▸ ASSIGNMENT
Please reproduce the entries below exactly, omitting any images they contain.
------ RECORDS FOR THE EXERCISE ------
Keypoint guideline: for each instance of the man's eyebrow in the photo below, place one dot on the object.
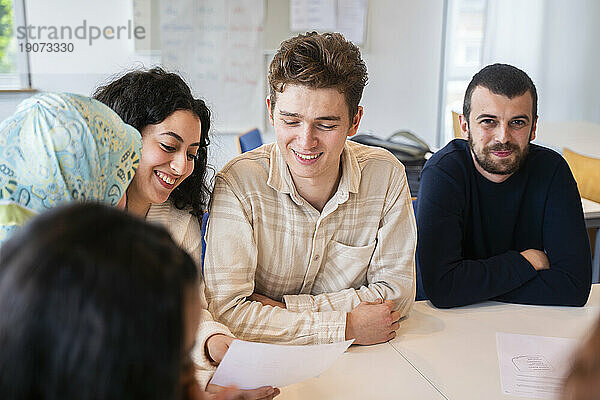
(522, 116)
(481, 116)
(323, 118)
(178, 138)
(289, 114)
(329, 118)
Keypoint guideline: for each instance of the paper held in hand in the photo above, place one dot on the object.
(249, 365)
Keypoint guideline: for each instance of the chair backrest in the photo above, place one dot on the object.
(249, 140)
(456, 125)
(586, 171)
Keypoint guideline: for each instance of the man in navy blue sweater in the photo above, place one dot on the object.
(500, 218)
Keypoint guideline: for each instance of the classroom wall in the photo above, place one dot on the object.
(402, 51)
(89, 65)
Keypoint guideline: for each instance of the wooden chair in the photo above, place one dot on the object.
(586, 171)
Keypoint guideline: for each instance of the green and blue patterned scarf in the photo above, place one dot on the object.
(58, 148)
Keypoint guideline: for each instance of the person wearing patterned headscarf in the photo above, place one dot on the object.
(58, 148)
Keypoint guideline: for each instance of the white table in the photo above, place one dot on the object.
(443, 354)
(456, 348)
(365, 372)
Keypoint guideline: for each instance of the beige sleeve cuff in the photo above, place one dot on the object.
(206, 367)
(298, 302)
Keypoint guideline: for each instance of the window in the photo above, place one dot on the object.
(465, 31)
(14, 65)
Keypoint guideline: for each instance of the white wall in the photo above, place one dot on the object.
(88, 65)
(403, 56)
(570, 83)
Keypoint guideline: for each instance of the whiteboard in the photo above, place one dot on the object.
(217, 46)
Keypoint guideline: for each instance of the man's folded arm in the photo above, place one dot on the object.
(568, 281)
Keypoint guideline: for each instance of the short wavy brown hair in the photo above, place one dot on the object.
(319, 60)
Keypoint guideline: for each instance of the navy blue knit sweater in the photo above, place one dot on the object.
(471, 231)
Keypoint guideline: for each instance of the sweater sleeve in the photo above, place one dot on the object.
(565, 241)
(449, 279)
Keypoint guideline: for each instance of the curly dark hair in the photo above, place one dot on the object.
(503, 79)
(148, 97)
(87, 312)
(319, 60)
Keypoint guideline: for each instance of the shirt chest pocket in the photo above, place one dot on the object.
(344, 267)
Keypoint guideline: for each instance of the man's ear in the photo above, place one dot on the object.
(464, 126)
(533, 129)
(270, 111)
(355, 122)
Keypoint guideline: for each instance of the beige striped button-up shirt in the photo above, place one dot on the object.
(263, 236)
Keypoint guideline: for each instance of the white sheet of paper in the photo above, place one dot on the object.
(249, 365)
(533, 366)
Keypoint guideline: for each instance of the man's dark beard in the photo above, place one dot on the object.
(485, 161)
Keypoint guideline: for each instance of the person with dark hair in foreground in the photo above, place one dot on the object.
(92, 306)
(97, 304)
(500, 218)
(312, 239)
(170, 185)
(583, 381)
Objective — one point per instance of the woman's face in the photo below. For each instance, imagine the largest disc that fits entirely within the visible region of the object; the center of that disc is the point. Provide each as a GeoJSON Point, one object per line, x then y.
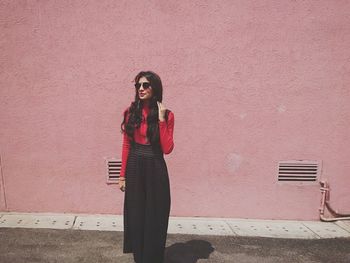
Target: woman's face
{"type": "Point", "coordinates": [144, 93]}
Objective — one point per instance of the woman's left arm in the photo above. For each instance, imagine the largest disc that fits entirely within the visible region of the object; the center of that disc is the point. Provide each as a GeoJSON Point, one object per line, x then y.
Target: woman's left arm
{"type": "Point", "coordinates": [166, 133]}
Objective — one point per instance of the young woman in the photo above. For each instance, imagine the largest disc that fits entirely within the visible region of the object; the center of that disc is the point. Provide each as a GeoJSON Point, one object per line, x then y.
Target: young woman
{"type": "Point", "coordinates": [147, 130]}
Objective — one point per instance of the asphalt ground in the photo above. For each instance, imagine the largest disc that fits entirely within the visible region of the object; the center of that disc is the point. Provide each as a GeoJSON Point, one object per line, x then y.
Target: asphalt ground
{"type": "Point", "coordinates": [53, 245]}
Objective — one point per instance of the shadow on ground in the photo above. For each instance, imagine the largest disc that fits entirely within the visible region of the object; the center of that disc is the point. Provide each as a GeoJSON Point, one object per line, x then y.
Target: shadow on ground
{"type": "Point", "coordinates": [188, 252]}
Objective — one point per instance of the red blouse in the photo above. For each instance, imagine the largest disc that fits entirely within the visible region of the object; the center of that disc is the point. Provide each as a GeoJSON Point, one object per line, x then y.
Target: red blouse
{"type": "Point", "coordinates": [166, 131]}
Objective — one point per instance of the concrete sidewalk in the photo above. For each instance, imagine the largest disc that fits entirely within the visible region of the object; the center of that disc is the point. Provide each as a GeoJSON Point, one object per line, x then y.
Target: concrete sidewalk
{"type": "Point", "coordinates": [29, 245]}
{"type": "Point", "coordinates": [184, 225]}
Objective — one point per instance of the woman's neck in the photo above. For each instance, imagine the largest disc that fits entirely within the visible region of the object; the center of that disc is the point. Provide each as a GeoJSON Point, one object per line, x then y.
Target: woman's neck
{"type": "Point", "coordinates": [146, 103]}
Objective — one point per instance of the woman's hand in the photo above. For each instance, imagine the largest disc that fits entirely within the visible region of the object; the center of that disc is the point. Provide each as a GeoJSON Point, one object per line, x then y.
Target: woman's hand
{"type": "Point", "coordinates": [122, 184]}
{"type": "Point", "coordinates": [161, 111]}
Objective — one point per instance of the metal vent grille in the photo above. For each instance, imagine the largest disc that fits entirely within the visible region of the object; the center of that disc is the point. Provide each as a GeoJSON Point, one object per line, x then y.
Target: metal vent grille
{"type": "Point", "coordinates": [114, 167]}
{"type": "Point", "coordinates": [298, 171]}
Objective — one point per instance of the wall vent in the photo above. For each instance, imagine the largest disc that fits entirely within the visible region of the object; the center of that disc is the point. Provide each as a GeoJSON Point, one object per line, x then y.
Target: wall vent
{"type": "Point", "coordinates": [113, 168]}
{"type": "Point", "coordinates": [298, 171]}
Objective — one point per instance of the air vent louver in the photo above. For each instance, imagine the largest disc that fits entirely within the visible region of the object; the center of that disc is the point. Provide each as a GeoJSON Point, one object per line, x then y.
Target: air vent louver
{"type": "Point", "coordinates": [114, 167]}
{"type": "Point", "coordinates": [298, 171]}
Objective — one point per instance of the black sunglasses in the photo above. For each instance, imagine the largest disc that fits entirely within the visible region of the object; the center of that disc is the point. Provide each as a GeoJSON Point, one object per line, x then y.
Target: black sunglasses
{"type": "Point", "coordinates": [145, 85]}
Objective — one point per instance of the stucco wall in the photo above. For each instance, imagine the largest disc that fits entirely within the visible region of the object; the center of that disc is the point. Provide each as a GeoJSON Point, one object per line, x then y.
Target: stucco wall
{"type": "Point", "coordinates": [250, 83]}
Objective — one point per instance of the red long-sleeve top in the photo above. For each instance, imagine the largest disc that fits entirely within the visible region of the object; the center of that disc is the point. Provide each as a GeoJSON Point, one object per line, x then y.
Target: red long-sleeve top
{"type": "Point", "coordinates": [166, 132]}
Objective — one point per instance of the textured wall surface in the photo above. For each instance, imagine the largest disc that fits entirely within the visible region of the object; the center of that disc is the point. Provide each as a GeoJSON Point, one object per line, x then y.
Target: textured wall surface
{"type": "Point", "coordinates": [250, 83]}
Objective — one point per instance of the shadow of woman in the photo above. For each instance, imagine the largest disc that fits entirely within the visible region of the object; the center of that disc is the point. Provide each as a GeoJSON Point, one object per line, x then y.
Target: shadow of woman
{"type": "Point", "coordinates": [188, 252]}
------
▸ EXPECTED ANSWER
Keypoint guideline: for each instance of the man's eyebrow in the photo below, place one dot on the object.
(522, 116)
(481, 116)
(323, 118)
(178, 138)
(289, 114)
(329, 118)
Keypoint guideline: for each instance of the paper held in hand in the photo above, place one dot on the object.
(249, 365)
Keypoint guideline: for each instance of the chair backrest in the photo above, place one dot on the object.
(249, 140)
(456, 125)
(586, 171)
Keypoint guideline: for each instance of the man in navy blue sweater in the photo above, place one dot on the object.
(500, 218)
Keypoint guideline: for each instance of the classroom wall in the photo above, place one dot on the object.
(402, 51)
(89, 65)
Keypoint guideline: for each instance of the wooden chair in the photo above, place one dot on the object.
(586, 171)
Keypoint guideline: for each instance of the green and blue patterned scarf in the photo above, place one dot on the object.
(58, 148)
Keypoint guideline: for each instance of the person wearing patterned headscarf in the photo above, place one dot on the object.
(58, 148)
Keypoint guideline: for each instance of the white table in the photo above, place one dot on the object.
(443, 354)
(456, 348)
(365, 372)
Keypoint guideline: for each instance of the beige sleeve cuff in the photo above, place one dot on the object.
(206, 367)
(298, 302)
Keypoint guideline: for each instance of the window in the photo above, place one dot on the object.
(465, 31)
(14, 65)
Keypoint guideline: for each instance of the white wall in the photo above, place one dot on the object.
(88, 65)
(403, 56)
(570, 83)
Keypoint guideline: for each instance of the whiteboard in the photo above, place one dot on the object.
(217, 46)
Keypoint guideline: for each instance of the man's folded arm in the photo above, place one dot on the object.
(568, 281)
Keypoint guideline: for each instance of the short wavy brown hair in the photo above, place one dot on the object.
(319, 60)
Keypoint guideline: for each instance of the navy blue knit sweater in the photo above, place one dot on the object.
(471, 231)
Keypoint guideline: for each instance of the sweater sleeve in the photo above, place one dot on the object.
(565, 241)
(449, 279)
Keypoint guideline: for each instance of the curly dark hair in the photo above, place one dot on the object.
(503, 79)
(148, 97)
(87, 312)
(319, 60)
Keypoint guideline: for each instance of the shirt chest pocket in the photo above, place one dot on the object.
(344, 267)
Keypoint guideline: for each instance of the man's ear in the photo above, place one dot on the object.
(464, 126)
(533, 129)
(270, 111)
(355, 122)
Keypoint guideline: for each instance of the beige striped button-up shirt in the photo above, place one dot on the object.
(263, 236)
Keypoint guideline: for each instance of the white sheet of paper in the photo above, place one dot on the object.
(249, 365)
(533, 366)
Keypoint guideline: for each instance of the man's dark beard in the photo above, place one dot on the object.
(485, 161)
Keypoint guideline: for each instance of the person with dark hair in foreground in the photo above, place one dot on the object.
(92, 306)
(97, 304)
(500, 218)
(312, 239)
(170, 185)
(583, 381)
Objective — one point per instance of the woman's face in the photo below. For each instance, imagine the largest disc that fits entirely within the visible region of the object; the center of that disc is the point. Provide each as a GeoJSON Point, one object per line, x then y.
Target: woman's face
{"type": "Point", "coordinates": [144, 93]}
Objective — one point per instance of the woman's left arm in the photo above. For each instance, imagine the largest disc that fits entirely within the visible region of the object; the center of that disc is the point. Provide each as a GeoJSON Point, one object per line, x then y.
Target: woman's left arm
{"type": "Point", "coordinates": [166, 133]}
Objective — one point per instance of the young woman in the photo above. For each instance, imagine the largest disc that fits entirely within the visible region of the object; the center of that disc is the point. Provide each as a GeoJSON Point, one object per line, x then y.
Target: young woman
{"type": "Point", "coordinates": [147, 130]}
Objective — one point per instance of the asphalt ground in the photo above. For each instance, imagine the largest disc that fits entirely within the visible region of the object; the center of that disc is the point. Provide each as a GeoJSON Point, one object per line, x then y.
Target: asphalt ground
{"type": "Point", "coordinates": [53, 245]}
Objective — one point per instance of the shadow on ground in the photo above. For each instance, imagine the largest disc that fits entirely within the visible region of the object; the center of that disc is the point. Provide each as a GeoJSON Point, one object per line, x then y.
Target: shadow on ground
{"type": "Point", "coordinates": [188, 252]}
Objective — one point per instance of the red blouse in the photo above. For each instance, imagine the largest disc that fits entirely within the visible region of the object; the center of that disc is the point. Provide each as a GeoJSON Point, one object per line, x then y.
Target: red blouse
{"type": "Point", "coordinates": [166, 131]}
Objective — one point per instance of the concrete sidewalk in the photo above. For each instance, imagine the largest disc that fits entirely within the visible region of the object; the center of that disc is the point. Provide each as a GeoJSON Point, one object per line, x then y.
Target: concrete sidewalk
{"type": "Point", "coordinates": [29, 245]}
{"type": "Point", "coordinates": [184, 225]}
Objective — one point per instance of the woman's neck in the photo above. For each instance, imagine the largest disc that fits entirely within the visible region of the object; the center of that disc is the point. Provide each as a GeoJSON Point, one object per line, x then y.
Target: woman's neck
{"type": "Point", "coordinates": [146, 103]}
Objective — one point per instance of the woman's hand in the photo above. For each instance, imagine the largest disc that fits entirely within the visible region of the object; the center of that disc is the point. Provide each as a GeoJSON Point, one object per line, x then y.
Target: woman's hand
{"type": "Point", "coordinates": [122, 184]}
{"type": "Point", "coordinates": [161, 111]}
Objective — one point per instance of the metal vent grille in the photo above. For each instance, imagine the largest disc that fits entirely within the visible region of the object; the center of that disc is the point. Provide each as a GeoJSON Point, one object per line, x then y.
Target: metal vent grille
{"type": "Point", "coordinates": [114, 167]}
{"type": "Point", "coordinates": [298, 171]}
Objective — one point per instance of the wall vent in the photo above. For each instance, imagine the largest disc that fits entirely within the visible region of the object; the center of that disc is the point. Provide each as a GeoJSON Point, one object per line, x then y.
Target: wall vent
{"type": "Point", "coordinates": [113, 168]}
{"type": "Point", "coordinates": [298, 171]}
Objective — one point per instance of the air vent louver in the photo above. For each instance, imagine the largest disc that fits entirely within the visible region of the object; the center of that disc is the point. Provide each as a GeoJSON Point, one object per line, x then y.
Target: air vent louver
{"type": "Point", "coordinates": [114, 167]}
{"type": "Point", "coordinates": [298, 171]}
Objective — one point per instance of the black sunglasses in the photo above. For each instance, imagine the largest disc that fits entirely within the visible region of the object; the center of that disc is the point. Provide each as a GeoJSON Point, one object per line, x then y.
Target: black sunglasses
{"type": "Point", "coordinates": [145, 85]}
Objective — one point per instance of the stucco wall in the photo above. For each instance, imagine the largest disc that fits entirely within the visible region of the object; the center of that disc is the point. Provide each as a GeoJSON Point, one object per line, x then y.
Target: stucco wall
{"type": "Point", "coordinates": [250, 83]}
Objective — one point per instance of the red long-sleeve top in the photo above. For each instance, imagine the largest disc that fits entirely within the visible region of the object; the center of that disc is the point. Provide each as a GeoJSON Point, one object per line, x then y.
Target: red long-sleeve top
{"type": "Point", "coordinates": [166, 132]}
Objective — one point per instance of the textured wall surface in the photo above. For each instance, imagine the largest disc that fits entirely within the visible region of the object; the center of that disc is the point. Provide each as a GeoJSON Point, one object per line, x then y.
Target: textured wall surface
{"type": "Point", "coordinates": [250, 83]}
Objective — one point per instance of the shadow of woman in the photo above. For each instance, imagine the largest disc that fits entirely within the visible region of the object; the center of that disc is the point. Provide each as a GeoJSON Point, one object per line, x then y.
Target: shadow of woman
{"type": "Point", "coordinates": [188, 252]}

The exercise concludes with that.